YOUR GOAL: Retype the following passage on core competencies verbatim, from its first word to its last.

SOURCE EXTRACT:
According to Prahalad and Hamel, successful companies do not describe themselves as consisting of different businesses. Rather they define their business as a portfolio of competencies. These successful companies are aware that building core competencies does not mean outspending rivals on R&D, nor does it mean any sharing of costs or a common component across SBUs. It is also different from integrating vertically.
Core competencies are normally characterised by the following:
(a) It enables access to a wide variety of markets, both existing and potential.
(b) It enhances the perceived consumer benefits of the end products.
(c) It makes it difficult for the competitors to imitate, and thus, act as an entry barrier.
(d) It cannot be traded or purchased, and its learning cannot be speeded up in the short run just by making an investment.
Companies that judge the competitiveness of their firms as well as that of their competitors primarily in terms of price/performance of end products tend to lose sight of the importance of core competence, and, as a result, make hardly any effort to build or enhance the same. The skills that help in developing future products cannot be learnt by outsourcing or entering into an original equipment manufacturer (OEM) supply relationship.
Even where it has been decided to outsource product or technology development, companies must first take into account whether they want to build competence in-house and use the alliance being entered into for learning new competencies at a rapid rate. Setting clear goals for competence building help in facilitating this learning process.
Prahalad and Hamel introduced the concept of core products while discussing core competencies and stated that the latter are linked to the end use items through such core products. These core products are designed and developed through a combination of one or more core competencies. Seen from this angle, core products are components or subassemblies that actually add value to the end use items.
Since core products are different from end use items, it is necessary to distinguish between the brand share the company achieves in the end product application and the manufacturing share it achieves in any particular core product. Prahalad and Hamel suggested that this distinction should be made between core competencies, core products and end products since global competition is different at each level.

GIVEN ENTRIES:
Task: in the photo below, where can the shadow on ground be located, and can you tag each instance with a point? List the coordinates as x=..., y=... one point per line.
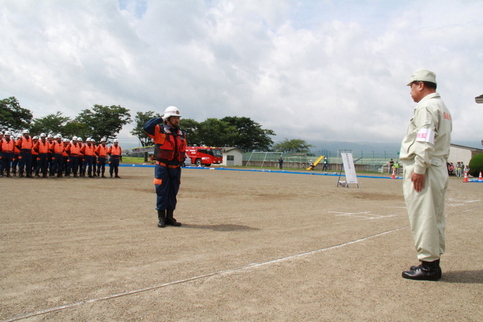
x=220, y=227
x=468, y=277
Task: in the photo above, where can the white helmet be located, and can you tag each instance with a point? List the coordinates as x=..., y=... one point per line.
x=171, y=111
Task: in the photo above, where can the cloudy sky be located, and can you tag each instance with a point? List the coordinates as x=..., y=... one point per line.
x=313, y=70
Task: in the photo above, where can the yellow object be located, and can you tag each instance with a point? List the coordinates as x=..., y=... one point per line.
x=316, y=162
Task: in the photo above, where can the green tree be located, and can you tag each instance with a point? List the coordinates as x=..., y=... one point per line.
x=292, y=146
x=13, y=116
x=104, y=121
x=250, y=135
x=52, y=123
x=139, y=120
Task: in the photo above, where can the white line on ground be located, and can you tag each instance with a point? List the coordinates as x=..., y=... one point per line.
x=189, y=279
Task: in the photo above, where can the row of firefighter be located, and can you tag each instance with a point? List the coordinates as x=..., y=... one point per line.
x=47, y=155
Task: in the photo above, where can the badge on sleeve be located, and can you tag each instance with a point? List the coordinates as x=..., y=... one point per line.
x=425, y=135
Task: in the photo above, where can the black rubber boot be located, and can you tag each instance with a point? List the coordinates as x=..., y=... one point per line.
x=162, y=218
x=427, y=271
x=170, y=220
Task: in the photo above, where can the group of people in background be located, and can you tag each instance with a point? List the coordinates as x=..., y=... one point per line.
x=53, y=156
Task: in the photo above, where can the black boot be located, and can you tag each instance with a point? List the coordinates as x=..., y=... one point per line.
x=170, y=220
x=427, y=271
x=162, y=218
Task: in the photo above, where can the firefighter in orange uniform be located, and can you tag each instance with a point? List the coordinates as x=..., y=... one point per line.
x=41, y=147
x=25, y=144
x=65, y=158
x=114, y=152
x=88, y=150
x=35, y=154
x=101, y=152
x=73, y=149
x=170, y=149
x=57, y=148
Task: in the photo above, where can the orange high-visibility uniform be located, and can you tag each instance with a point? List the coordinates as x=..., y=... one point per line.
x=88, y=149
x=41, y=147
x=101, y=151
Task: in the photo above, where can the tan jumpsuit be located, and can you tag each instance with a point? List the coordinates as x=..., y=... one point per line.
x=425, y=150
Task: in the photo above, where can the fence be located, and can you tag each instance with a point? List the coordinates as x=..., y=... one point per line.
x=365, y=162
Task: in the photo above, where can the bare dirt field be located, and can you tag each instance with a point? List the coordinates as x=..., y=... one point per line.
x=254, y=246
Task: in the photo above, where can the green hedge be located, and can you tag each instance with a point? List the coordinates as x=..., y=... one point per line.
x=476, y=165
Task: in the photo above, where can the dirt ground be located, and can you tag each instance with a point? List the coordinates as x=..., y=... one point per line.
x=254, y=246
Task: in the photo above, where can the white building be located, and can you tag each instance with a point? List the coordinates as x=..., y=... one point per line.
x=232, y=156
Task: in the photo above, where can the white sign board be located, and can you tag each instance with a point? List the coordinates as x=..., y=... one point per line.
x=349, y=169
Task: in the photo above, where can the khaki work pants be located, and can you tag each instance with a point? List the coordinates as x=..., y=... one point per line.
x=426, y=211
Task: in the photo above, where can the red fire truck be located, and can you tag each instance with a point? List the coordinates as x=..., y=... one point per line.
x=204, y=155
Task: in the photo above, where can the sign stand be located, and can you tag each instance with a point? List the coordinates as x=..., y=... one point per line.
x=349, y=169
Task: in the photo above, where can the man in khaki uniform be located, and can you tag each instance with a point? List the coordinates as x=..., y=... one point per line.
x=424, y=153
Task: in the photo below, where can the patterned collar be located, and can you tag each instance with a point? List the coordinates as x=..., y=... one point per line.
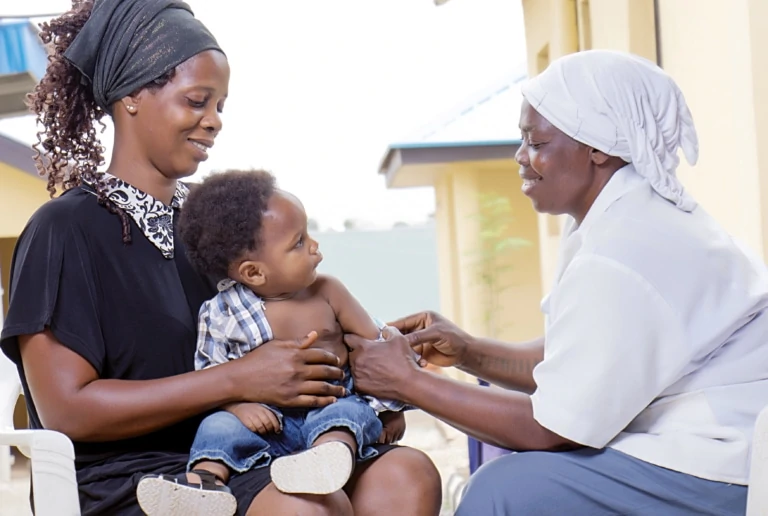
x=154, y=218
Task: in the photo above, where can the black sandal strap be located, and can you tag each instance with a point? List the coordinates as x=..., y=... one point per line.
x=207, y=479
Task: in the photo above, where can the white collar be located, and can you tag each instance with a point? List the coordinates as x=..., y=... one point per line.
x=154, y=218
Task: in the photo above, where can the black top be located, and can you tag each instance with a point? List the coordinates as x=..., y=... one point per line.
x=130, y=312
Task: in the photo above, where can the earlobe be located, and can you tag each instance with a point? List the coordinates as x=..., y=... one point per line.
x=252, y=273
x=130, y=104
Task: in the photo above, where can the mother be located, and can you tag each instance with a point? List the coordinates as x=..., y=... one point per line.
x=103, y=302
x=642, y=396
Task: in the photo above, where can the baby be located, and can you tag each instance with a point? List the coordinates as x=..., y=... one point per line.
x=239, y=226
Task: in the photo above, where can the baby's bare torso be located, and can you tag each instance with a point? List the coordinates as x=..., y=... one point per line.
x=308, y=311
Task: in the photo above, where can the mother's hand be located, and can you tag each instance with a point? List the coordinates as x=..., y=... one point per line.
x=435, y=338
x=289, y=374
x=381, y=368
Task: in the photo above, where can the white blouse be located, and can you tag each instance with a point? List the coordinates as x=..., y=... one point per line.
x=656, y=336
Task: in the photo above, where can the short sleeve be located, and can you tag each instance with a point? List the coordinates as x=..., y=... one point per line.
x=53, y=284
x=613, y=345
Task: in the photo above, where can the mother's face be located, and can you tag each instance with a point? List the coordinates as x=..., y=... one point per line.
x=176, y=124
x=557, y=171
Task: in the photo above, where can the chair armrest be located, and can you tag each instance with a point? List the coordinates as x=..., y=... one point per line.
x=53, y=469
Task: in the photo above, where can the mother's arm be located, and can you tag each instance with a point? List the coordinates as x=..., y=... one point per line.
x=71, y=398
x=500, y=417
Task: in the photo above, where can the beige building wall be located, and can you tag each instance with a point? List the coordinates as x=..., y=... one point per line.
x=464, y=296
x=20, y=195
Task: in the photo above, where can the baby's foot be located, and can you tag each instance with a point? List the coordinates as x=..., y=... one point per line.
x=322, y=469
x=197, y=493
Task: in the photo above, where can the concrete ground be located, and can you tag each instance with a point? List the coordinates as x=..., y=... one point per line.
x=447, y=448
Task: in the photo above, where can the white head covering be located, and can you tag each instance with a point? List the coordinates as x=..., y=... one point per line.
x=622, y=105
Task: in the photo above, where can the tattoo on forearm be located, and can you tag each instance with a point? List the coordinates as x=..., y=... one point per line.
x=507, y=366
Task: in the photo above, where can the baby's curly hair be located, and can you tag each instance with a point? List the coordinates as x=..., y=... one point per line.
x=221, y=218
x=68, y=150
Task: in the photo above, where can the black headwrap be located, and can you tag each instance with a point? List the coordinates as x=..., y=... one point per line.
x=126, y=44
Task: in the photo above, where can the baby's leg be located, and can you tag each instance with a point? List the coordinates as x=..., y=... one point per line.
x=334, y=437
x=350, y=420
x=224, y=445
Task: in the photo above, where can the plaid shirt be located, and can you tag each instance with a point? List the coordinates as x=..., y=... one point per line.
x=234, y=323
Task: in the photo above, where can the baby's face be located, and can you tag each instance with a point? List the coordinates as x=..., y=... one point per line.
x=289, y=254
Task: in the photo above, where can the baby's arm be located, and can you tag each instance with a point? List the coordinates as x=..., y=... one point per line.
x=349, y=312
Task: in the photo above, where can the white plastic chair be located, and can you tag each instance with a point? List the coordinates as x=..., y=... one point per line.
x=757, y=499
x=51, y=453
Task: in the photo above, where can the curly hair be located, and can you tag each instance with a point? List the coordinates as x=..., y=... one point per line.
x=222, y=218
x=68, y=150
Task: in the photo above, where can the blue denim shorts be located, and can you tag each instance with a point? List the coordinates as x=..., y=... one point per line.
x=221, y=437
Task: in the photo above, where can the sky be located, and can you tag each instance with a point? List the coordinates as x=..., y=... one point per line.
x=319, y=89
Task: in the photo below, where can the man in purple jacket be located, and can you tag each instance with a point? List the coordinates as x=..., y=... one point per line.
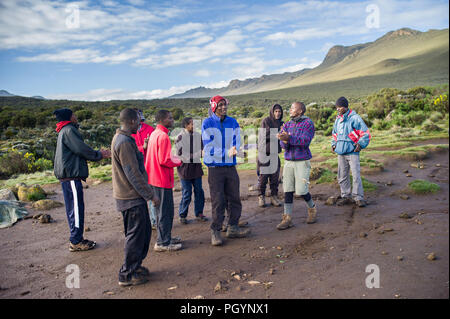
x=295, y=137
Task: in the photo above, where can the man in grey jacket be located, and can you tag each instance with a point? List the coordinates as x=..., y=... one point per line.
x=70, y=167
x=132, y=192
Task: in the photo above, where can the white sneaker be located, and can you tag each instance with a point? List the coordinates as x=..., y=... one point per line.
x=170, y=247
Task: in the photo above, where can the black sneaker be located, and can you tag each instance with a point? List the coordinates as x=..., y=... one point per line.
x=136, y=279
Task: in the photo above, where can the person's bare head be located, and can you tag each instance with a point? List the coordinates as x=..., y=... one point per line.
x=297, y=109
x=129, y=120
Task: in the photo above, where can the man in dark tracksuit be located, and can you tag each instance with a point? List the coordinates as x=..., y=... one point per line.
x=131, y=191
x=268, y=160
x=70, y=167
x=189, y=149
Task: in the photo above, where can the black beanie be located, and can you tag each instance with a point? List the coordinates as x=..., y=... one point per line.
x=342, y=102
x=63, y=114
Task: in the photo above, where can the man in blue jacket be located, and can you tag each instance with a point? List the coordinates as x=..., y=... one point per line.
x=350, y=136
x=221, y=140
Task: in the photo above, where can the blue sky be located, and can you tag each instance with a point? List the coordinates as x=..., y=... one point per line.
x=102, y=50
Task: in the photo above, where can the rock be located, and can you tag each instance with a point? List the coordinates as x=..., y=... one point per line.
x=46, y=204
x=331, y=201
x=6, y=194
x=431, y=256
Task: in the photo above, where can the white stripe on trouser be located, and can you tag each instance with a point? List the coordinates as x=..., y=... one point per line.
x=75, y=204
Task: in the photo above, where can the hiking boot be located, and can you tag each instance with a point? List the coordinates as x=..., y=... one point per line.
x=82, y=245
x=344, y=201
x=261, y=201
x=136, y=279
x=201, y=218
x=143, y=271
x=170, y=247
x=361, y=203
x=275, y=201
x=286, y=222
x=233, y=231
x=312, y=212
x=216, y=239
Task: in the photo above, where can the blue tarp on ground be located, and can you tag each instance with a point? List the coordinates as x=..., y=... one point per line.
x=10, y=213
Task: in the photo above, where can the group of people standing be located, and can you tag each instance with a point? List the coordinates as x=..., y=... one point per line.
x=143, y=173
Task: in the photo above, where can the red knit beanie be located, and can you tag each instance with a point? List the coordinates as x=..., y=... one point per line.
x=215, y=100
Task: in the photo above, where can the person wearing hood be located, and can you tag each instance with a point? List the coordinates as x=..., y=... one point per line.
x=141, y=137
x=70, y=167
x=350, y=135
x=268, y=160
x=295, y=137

REPLY TO THE EXERCISE:
According to Prahalad and Hamel, successful companies do not describe themselves as consisting of different businesses. Rather they define their business as a portfolio of competencies. These successful companies are aware that building core competencies does not mean outspending rivals on R&D, nor does it mean any sharing of costs or a common component across SBUs. It is also different from integrating vertically.
Core competencies are normally characterised by the following:
(a) It enables access to a wide variety of markets, both existing and potential.
(b) It enhances the perceived consumer benefits of the end products.
(c) It makes it difficult for the competitors to imitate, and thus, act as an entry barrier.
(d) It cannot be traded or purchased, and its learning cannot be speeded up in the short run just by making an investment.
Companies that judge the competitiveness of their firms as well as that of their competitors primarily in terms of price/performance of end products tend to lose sight of the importance of core competence, and, as a result, make hardly any effort to build or enhance the same. The skills that help in developing future products cannot be learnt by outsourcing or entering into an original equipment manufacturer (OEM) supply relationship.
Even where it has been decided to outsource product or technology development, companies must first take into account whether they want to build competence in-house and use the alliance being entered into for learning new competencies at a rapid rate. Setting clear goals for competence building help in facilitating this learning process.
Prahalad and Hamel introduced the concept of core products while discussing core competencies and stated that the latter are linked to the end use items through such core products. These core products are designed and developed through a combination of one or more core competencies. Seen from this angle, core products are components or subassemblies that actually add value to the end use items.
Since core products are different from end use items, it is necessary to distinguish between the brand share the company achieves in the end product application and the manufacturing share it achieves in any particular core product. Prahalad and Hamel suggested that this distinction should be made between core competencies, core products and end products since global competition is different at each level.